• **Short task**: Copy out the lines of the items exactly, starting at the line that contains "# test: pointer returns one pin per instance of the small" and ending at the last line of the items.

• **Entries provided**:
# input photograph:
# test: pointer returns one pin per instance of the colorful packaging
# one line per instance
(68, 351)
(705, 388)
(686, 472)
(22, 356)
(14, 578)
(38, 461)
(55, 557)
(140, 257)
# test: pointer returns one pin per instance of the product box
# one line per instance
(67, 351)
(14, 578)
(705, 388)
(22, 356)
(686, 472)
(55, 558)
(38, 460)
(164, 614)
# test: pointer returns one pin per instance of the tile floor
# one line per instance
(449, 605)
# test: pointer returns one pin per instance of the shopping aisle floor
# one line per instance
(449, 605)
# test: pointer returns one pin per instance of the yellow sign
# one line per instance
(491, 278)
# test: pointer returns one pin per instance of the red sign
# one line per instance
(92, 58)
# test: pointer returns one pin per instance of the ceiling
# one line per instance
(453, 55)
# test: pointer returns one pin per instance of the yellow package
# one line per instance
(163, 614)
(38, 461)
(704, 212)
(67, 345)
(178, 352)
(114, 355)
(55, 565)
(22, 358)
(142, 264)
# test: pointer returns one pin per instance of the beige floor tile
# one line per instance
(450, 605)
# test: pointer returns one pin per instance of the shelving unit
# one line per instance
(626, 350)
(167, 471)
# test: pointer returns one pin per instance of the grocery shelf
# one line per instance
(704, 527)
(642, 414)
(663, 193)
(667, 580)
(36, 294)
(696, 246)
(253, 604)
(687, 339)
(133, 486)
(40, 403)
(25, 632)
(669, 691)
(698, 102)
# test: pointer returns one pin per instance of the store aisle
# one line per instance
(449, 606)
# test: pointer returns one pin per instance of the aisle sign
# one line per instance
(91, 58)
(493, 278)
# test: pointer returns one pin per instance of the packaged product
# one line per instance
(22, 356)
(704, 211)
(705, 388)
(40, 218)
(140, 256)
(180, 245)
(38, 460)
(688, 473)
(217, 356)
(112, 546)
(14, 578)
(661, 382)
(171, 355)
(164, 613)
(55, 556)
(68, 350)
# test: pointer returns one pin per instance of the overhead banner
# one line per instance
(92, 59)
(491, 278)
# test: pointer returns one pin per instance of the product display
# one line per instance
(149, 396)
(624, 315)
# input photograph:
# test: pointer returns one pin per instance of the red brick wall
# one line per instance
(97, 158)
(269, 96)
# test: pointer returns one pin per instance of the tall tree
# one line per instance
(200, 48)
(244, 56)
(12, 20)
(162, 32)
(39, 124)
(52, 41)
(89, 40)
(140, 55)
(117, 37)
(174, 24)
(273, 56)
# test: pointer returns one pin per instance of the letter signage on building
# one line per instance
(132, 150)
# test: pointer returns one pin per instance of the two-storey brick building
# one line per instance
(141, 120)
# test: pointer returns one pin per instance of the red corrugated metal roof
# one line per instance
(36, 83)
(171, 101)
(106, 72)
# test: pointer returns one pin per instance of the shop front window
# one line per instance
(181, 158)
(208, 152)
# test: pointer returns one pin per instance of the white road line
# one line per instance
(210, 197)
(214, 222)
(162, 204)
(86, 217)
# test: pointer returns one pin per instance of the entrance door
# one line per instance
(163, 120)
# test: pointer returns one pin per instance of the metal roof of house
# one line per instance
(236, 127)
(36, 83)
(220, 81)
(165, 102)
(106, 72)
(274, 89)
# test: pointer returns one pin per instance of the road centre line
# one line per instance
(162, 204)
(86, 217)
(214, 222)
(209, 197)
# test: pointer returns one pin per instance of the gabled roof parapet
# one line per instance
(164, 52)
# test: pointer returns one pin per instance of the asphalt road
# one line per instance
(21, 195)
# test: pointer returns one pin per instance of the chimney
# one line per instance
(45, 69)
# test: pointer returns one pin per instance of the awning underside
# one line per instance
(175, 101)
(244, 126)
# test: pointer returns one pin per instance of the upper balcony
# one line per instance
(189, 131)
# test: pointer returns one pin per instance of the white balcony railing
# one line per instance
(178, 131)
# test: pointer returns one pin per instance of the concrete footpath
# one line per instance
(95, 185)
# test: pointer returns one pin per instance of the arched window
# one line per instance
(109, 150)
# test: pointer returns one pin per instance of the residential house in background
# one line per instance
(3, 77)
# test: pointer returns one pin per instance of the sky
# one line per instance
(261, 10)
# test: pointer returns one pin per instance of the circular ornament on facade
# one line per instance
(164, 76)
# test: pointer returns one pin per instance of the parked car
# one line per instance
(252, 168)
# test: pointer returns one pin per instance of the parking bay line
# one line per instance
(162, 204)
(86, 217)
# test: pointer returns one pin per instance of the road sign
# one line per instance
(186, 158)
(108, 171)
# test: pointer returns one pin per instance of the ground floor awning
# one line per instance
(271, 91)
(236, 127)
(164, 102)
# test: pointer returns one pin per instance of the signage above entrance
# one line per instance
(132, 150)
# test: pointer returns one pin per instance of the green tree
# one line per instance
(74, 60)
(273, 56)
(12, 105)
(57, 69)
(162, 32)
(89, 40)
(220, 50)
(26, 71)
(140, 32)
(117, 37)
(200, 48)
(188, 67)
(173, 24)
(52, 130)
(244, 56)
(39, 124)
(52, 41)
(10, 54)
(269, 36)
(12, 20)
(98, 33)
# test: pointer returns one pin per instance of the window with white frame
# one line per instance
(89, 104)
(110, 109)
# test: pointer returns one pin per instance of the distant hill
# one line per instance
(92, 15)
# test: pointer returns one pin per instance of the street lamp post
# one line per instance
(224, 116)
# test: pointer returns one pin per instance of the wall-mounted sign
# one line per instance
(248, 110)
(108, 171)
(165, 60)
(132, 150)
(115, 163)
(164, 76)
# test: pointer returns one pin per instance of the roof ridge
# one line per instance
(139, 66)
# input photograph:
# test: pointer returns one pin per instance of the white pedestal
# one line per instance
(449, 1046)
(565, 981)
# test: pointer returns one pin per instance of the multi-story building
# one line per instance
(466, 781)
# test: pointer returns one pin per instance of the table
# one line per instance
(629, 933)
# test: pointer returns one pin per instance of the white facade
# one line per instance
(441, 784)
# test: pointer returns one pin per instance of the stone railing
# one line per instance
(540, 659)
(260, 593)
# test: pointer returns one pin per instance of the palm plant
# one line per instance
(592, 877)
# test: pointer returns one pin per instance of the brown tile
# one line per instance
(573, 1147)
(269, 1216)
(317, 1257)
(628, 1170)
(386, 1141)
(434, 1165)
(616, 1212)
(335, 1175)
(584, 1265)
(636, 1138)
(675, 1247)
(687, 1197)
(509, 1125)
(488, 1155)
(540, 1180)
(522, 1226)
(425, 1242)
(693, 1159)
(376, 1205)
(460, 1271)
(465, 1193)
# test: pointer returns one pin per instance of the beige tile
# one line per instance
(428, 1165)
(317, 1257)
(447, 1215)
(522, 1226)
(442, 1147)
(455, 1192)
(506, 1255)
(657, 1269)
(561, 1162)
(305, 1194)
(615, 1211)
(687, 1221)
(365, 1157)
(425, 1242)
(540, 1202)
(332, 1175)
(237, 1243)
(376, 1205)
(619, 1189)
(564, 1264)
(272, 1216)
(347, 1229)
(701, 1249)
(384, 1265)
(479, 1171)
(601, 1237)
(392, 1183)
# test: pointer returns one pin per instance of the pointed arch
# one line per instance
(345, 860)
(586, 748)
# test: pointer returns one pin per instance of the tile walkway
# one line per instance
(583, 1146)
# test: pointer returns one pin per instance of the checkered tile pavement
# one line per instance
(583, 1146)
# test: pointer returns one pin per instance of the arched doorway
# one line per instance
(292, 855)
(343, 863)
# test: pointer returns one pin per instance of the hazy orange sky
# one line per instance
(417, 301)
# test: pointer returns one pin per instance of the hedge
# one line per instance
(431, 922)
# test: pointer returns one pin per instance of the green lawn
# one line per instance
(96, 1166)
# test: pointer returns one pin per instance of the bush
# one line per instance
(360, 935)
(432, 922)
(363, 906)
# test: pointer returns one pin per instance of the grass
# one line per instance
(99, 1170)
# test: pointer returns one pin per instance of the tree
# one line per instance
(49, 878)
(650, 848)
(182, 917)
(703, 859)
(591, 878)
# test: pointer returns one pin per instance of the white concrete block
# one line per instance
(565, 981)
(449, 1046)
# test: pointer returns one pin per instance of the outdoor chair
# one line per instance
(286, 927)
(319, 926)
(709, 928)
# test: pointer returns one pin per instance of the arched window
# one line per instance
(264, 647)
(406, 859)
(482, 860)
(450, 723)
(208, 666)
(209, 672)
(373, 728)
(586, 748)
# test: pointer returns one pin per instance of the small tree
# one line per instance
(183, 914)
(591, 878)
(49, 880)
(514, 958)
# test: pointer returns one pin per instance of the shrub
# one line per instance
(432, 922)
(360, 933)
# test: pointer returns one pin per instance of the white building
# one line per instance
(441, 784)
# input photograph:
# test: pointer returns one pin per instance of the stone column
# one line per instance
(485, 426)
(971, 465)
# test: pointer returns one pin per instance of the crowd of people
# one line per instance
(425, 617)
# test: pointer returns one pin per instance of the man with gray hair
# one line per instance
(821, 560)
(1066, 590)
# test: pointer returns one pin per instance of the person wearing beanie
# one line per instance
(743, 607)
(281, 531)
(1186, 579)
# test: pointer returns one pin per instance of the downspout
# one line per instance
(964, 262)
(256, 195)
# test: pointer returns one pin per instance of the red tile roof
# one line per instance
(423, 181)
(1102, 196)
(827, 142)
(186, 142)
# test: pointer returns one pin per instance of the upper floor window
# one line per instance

• **Result of this exercise**:
# test: pointer returns one pin per instance of the small tree
# one line per instance
(183, 914)
(591, 878)
(49, 880)
(514, 958)
# test: pointer returns one pin per instance of the shrub
# one line per instance
(432, 922)
(360, 933)
# test: pointer returns one pin per instance of the white building
# one line per instance
(441, 784)
# input photograph:
# test: pointer returns one pin per instance of the stone column
# one line per instance
(485, 426)
(971, 465)
# test: pointer returns one pin per instance of the crowd of people
# one line per instance
(425, 617)
# test: pointer returns one pin per instance of the man with gray hair
# one line per instance
(821, 560)
(1066, 590)
# test: pointer returns one pin per instance of the person wearing beanie
# one line per instance
(743, 607)
(281, 531)
(1186, 579)
# test: pointer returns one pin per instance of the downspout
# one line per instance
(964, 262)
(256, 195)
# test: pointer returns one pin per instance of the red tile roof
# one line per instance
(423, 181)
(1102, 196)
(827, 142)
(186, 142)
# test: pointer returns one pin per instance of the upper floor window
# one line per instance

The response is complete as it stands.